Object outline annotations:
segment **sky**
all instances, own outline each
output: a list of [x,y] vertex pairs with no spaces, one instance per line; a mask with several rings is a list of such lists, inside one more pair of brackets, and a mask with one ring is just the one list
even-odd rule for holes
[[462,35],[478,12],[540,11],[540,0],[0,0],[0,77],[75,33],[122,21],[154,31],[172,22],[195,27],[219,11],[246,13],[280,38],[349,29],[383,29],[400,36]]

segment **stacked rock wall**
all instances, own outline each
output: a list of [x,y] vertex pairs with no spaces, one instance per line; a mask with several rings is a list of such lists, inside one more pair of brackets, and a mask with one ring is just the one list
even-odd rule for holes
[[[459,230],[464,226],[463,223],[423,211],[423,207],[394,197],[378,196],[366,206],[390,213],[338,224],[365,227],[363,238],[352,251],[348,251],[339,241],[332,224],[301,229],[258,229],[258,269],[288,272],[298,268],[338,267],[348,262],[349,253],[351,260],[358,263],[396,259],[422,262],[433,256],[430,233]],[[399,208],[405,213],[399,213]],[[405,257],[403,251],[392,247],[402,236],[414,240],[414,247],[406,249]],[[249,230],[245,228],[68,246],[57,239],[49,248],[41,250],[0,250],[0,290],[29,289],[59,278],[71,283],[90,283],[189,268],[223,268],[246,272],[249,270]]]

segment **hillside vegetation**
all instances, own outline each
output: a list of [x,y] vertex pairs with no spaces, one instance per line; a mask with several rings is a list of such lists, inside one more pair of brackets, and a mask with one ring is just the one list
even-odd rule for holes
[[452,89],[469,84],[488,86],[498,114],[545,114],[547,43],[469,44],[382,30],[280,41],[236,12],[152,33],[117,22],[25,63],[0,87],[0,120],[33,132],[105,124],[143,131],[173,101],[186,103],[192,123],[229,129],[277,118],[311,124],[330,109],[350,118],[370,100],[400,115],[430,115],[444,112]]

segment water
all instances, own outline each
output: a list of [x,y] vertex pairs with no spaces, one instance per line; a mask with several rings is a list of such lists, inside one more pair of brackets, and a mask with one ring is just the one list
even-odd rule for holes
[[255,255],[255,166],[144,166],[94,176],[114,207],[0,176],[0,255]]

▶ **Goal**
Can you rewrite everything from the line containing "segment water" down to the end of the data, keeping the request lines as they are but multiplying each coordinate in the answer by 1.05 and rounding to whole numbers, with halves rounded up?

▶ **Completed task**
segment water
all instances, own outline each
output: a list of [x,y] vertex pairs with no spaces, one instance per line; a mask with several rings is a list of such lists, inside one more pair of brackets, and a mask with one ring is just the one list
even-odd rule for holes
[[268,268],[268,174],[151,174],[99,185],[120,217],[0,185],[0,268]]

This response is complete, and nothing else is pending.